> **TEXT EXTRACT**
-- -- --
Sydney Morning Herald
24-05-2025
- Business
- Sydney Morning Herald
Sydneysiders were facing a 50 per cent water bill hike. That's now been halved
Households will be spared steep bill increases after the pricing regulator halved those sought by Sydney Water, which had called for a 50 per cent hike to pay for much-needed infrastructure upgrades. However, furious developers say the move to limit hip-pocket pain over the next five years will only undermine housing supply. 'You can't have more homes without more water infrastructure,' Urban Development Institute of Australia chief executive Stuart Ayres said. The Independent Pricing and Regulatory Tribunal's (IPART) draft report includes an average 4.6 per cent increase, about $61, for each of the next five years before inflation. As a state-owned monopoly utility provider, Sydney Water's pricing is set on five-year terms by the regulator. A final report is due in September and stakeholders are expecting little change to IPART's draft determination. The 23 per cent hike is less than half of what Sydney Water proposed in a controversial submission to IPART in late November 2024. Household water bills would have soared by 50 per cent in the five years to 2030, including an 18 per cent rise in the first year alone. Under IPART's revised proposal, average bills would increase from $1220 in 2024-25 to $1527 in the last year of the determination, excluding inflation. Comparatively, Sydney Water's submission would have resulted in an increase in the typical household bill to $1928 by 2029-30. The hike was justified by the agency's then-chief executive Roch Cheroux as being essential to 'manage Sydney's water future', predominantly to ensure infrastructure was upgraded and expanded in line with the state's target of 377,000 new homes under the National Housing Accord.
-- -- --
> **RECORDS**
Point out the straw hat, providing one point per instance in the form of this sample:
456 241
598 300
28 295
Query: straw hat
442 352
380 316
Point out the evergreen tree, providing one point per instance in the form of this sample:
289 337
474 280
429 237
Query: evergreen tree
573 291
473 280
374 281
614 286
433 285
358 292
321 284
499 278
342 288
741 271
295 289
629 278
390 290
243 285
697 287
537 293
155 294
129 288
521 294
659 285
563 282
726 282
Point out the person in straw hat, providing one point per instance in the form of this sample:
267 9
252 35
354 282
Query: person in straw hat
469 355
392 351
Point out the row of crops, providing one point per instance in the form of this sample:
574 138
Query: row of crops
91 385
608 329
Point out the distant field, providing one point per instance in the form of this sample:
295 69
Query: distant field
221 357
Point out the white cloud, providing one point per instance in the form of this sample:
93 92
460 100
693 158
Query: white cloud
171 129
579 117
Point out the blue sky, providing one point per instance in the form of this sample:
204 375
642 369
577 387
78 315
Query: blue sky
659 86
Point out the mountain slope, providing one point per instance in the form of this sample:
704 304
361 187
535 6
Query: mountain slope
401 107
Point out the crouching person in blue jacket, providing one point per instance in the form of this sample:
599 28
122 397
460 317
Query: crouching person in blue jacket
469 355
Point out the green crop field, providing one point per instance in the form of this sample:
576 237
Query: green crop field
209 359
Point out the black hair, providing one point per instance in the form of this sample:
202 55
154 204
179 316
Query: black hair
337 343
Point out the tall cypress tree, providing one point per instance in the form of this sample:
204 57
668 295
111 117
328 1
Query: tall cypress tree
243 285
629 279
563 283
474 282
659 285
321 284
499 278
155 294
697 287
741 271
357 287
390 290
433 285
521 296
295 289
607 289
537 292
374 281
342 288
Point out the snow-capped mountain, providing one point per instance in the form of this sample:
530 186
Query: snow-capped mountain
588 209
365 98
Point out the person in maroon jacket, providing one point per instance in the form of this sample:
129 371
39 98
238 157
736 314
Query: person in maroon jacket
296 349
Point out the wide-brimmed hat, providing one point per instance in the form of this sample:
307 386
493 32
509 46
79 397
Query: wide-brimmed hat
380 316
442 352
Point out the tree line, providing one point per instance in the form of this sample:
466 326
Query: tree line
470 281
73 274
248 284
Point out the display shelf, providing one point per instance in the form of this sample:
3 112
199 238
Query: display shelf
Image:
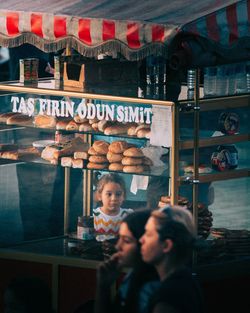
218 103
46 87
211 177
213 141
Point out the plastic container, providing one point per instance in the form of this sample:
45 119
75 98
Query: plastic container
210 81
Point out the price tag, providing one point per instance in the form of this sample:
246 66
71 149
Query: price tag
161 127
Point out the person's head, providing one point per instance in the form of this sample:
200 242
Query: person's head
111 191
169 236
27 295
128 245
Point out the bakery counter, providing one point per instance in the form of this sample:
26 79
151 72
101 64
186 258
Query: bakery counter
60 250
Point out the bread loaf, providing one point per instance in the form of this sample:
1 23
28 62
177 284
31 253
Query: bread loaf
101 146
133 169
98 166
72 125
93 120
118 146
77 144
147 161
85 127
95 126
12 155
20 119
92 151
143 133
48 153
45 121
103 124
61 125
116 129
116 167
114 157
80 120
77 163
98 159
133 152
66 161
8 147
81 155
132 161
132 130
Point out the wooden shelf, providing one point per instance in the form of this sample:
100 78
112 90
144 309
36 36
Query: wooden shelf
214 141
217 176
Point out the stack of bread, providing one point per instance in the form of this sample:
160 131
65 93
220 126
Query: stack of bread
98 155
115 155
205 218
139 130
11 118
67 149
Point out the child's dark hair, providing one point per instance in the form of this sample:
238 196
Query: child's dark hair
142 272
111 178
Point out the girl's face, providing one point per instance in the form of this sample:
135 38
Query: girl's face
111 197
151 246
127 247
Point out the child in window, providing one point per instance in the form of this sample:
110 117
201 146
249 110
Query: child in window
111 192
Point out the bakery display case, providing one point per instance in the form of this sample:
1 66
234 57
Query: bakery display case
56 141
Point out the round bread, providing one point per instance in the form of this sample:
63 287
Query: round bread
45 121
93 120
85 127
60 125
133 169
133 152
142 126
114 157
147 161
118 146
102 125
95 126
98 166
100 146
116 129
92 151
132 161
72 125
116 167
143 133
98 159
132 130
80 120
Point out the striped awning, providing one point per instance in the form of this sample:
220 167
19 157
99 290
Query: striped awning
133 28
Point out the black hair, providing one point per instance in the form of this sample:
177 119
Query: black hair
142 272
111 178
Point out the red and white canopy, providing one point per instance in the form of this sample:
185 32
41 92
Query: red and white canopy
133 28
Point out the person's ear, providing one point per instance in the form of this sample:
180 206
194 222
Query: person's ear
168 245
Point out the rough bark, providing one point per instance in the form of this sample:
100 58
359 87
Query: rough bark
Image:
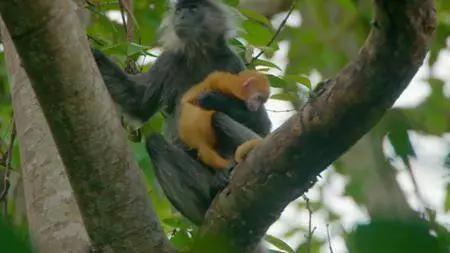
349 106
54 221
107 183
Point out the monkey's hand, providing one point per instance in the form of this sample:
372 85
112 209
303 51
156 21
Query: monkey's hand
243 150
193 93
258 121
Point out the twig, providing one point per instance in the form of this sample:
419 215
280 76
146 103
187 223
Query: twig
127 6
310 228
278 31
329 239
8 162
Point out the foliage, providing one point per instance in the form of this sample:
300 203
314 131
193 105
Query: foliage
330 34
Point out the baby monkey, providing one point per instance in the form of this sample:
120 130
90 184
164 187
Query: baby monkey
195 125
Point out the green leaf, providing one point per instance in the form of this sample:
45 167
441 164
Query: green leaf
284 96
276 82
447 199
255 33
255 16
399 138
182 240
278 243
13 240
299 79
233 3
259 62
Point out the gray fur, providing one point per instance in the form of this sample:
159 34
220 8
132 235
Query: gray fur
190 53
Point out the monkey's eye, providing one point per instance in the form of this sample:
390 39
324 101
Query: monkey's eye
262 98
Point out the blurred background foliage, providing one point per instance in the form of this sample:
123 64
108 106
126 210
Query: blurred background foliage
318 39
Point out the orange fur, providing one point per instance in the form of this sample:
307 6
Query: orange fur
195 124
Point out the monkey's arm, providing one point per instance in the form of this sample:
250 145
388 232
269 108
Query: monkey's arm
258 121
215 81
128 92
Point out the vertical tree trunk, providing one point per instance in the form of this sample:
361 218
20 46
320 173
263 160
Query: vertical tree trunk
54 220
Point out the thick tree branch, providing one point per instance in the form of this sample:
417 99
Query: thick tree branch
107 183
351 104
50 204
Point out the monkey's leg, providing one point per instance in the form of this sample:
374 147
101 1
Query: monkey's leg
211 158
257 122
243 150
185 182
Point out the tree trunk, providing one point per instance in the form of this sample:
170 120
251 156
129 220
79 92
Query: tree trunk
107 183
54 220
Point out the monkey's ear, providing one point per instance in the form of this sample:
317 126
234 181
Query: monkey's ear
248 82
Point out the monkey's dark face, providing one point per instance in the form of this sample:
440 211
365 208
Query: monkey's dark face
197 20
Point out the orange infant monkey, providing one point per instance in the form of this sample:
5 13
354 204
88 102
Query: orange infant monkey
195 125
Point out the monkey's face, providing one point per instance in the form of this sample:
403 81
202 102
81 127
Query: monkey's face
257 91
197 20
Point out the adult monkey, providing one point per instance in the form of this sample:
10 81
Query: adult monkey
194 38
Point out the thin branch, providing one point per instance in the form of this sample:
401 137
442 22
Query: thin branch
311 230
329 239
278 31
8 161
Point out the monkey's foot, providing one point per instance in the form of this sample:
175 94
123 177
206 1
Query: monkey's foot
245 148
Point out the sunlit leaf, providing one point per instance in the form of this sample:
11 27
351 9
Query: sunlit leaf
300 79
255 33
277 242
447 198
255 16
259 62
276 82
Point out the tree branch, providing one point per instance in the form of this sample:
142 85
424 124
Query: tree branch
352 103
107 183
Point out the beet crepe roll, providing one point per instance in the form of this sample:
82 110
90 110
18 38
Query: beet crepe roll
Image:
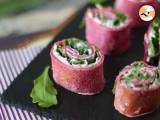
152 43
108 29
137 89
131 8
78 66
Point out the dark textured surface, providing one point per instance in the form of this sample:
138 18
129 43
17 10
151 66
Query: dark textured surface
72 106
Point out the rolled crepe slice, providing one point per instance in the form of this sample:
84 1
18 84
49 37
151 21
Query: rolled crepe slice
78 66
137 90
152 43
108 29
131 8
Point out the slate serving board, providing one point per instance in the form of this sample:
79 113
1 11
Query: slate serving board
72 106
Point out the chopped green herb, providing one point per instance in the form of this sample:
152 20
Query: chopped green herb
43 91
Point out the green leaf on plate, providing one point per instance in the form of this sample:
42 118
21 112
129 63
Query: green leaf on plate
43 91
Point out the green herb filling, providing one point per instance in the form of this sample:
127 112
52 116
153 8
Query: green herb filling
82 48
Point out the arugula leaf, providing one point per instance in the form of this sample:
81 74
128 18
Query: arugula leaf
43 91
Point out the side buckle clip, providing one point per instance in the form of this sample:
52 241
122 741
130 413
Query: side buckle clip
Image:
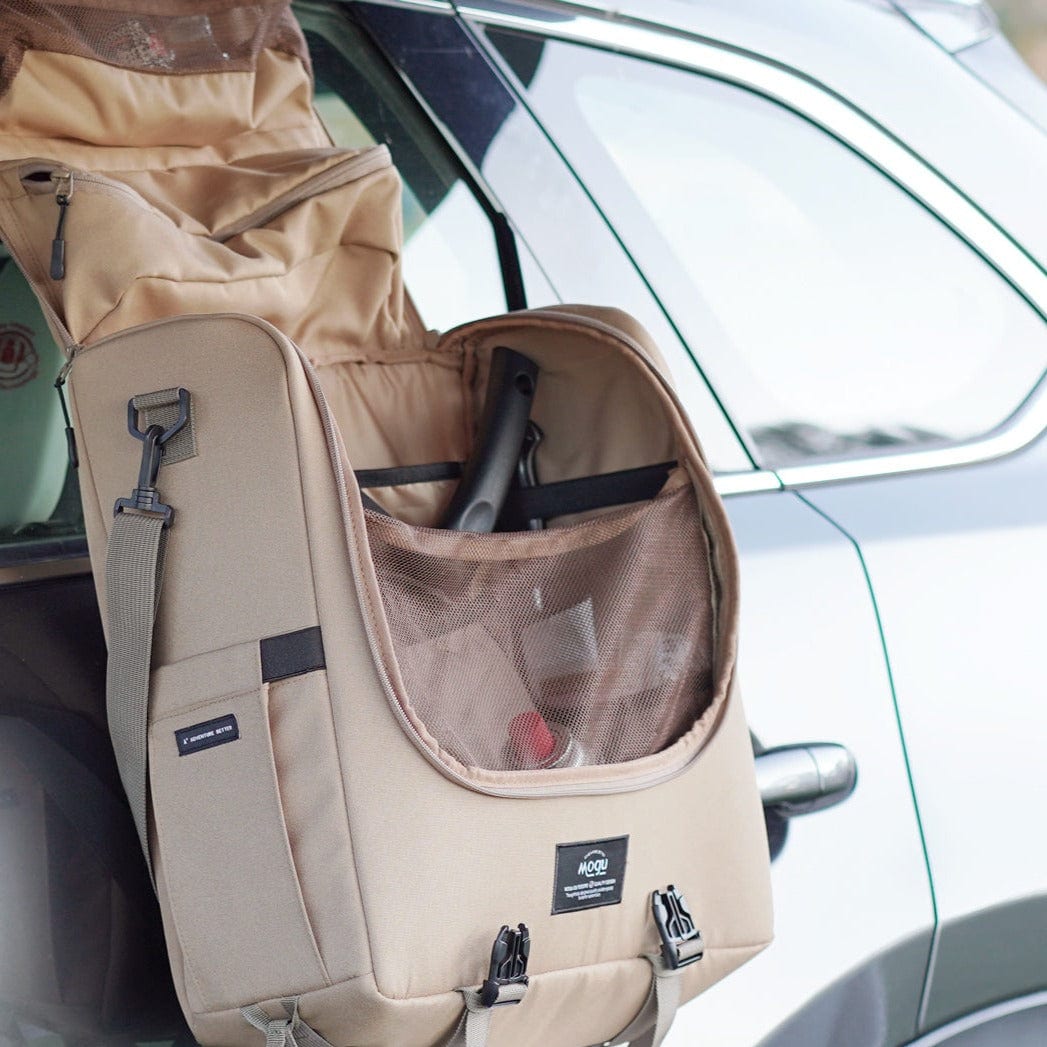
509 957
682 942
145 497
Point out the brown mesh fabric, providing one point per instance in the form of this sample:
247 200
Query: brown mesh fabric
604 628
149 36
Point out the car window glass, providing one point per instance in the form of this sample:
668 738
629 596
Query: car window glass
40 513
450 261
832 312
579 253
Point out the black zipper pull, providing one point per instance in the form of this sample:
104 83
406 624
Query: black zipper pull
-- -- --
> **AIM OF THE EXERCISE**
Answer these questions from the Sydney water bill article:
1. Who is the chief executive of the Urban Development Institute of Australia?
2. In what month is IPART's final report due?
3. What would the typical household bill have reached by 2029-30 under Sydney Water's submission?

> **ANSWER BELOW**
1. Stuart Ayres
2. September
3. $1928